Excerpts from a dataset
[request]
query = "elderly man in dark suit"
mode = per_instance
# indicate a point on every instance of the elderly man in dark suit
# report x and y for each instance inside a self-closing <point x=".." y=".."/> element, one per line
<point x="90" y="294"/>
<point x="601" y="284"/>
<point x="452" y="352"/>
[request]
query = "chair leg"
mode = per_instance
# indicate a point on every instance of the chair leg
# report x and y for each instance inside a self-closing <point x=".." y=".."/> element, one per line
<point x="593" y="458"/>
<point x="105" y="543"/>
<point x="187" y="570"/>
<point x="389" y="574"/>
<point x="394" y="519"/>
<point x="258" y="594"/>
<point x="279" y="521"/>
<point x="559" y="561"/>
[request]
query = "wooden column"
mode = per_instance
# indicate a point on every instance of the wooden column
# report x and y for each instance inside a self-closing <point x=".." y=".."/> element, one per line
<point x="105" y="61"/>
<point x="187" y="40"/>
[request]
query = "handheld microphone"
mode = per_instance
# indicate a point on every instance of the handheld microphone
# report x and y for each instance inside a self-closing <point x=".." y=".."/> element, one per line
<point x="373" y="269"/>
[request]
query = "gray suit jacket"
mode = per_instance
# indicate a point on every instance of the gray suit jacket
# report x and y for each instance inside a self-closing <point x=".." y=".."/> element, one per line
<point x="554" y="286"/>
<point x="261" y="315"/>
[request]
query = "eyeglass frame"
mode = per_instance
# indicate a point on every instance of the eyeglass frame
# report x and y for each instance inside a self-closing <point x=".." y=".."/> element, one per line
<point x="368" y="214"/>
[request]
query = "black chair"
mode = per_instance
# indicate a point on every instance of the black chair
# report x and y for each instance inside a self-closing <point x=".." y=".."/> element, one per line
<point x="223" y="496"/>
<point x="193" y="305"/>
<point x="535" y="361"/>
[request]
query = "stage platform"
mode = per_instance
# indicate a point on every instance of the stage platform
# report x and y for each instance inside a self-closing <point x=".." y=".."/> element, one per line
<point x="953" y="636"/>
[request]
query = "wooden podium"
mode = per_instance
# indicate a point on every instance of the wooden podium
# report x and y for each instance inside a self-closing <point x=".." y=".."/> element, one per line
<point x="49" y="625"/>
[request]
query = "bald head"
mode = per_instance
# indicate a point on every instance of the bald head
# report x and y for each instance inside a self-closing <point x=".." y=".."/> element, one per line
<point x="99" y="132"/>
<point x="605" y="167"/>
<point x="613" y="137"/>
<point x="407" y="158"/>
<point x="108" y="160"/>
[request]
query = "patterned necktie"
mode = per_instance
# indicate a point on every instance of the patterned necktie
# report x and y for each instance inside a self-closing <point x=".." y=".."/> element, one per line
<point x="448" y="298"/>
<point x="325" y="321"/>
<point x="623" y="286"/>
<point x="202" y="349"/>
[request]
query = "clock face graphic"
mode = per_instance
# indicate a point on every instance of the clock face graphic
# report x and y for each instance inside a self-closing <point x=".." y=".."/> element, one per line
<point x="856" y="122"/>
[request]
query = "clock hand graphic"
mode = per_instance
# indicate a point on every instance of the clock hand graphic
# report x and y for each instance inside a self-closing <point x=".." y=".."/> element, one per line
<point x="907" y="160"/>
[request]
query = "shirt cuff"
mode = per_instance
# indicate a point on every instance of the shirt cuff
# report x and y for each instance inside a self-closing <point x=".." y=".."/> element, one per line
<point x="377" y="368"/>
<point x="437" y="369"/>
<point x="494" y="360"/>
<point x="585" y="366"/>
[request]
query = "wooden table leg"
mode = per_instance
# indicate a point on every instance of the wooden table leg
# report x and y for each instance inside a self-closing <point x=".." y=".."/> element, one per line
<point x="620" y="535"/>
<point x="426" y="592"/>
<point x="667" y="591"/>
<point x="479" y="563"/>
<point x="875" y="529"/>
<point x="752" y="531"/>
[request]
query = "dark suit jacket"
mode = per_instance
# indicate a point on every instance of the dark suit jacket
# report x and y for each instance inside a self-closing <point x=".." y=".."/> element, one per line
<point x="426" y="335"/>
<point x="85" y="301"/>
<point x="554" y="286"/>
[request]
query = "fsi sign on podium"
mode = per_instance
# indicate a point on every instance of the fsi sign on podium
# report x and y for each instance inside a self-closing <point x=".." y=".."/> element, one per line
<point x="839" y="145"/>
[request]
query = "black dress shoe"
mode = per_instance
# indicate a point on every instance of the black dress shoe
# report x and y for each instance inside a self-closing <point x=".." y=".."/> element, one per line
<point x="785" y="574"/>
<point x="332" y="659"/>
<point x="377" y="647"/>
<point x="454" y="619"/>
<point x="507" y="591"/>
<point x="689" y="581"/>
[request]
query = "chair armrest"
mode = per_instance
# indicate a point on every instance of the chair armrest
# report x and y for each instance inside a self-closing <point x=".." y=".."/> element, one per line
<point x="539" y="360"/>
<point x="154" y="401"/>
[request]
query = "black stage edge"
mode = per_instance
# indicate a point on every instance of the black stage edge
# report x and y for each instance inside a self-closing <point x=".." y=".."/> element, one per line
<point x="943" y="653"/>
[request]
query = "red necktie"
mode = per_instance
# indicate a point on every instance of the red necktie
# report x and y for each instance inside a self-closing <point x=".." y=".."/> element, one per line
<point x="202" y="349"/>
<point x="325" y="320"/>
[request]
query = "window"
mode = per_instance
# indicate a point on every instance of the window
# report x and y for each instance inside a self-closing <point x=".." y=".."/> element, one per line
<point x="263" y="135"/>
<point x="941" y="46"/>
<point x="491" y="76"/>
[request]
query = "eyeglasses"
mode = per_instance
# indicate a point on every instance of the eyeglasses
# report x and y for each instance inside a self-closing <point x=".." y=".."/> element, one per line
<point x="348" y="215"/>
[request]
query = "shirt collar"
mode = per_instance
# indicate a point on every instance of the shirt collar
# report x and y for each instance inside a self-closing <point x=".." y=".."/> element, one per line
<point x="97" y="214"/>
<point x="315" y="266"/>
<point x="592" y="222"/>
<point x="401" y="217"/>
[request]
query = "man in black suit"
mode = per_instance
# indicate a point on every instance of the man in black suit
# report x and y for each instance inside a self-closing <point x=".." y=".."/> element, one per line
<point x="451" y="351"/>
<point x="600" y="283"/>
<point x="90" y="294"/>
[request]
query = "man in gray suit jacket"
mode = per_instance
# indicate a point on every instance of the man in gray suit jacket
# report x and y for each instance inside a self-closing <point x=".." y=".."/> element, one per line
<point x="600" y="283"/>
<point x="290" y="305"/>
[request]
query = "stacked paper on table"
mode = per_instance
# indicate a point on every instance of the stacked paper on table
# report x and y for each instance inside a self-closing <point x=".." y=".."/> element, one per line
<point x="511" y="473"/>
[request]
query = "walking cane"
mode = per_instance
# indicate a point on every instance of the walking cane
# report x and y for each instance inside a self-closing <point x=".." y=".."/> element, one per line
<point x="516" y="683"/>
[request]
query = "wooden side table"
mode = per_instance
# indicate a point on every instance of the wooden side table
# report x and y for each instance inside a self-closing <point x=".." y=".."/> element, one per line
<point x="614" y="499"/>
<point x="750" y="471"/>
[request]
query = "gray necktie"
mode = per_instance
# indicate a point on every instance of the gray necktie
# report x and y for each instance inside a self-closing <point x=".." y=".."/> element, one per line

*REQUIREMENT*:
Which lines above carry the string "handheld"? Copy those lines.

*REPLY TO THE TASK*:
query = "handheld microphone"
# indicate a point on every instance of the handheld microphone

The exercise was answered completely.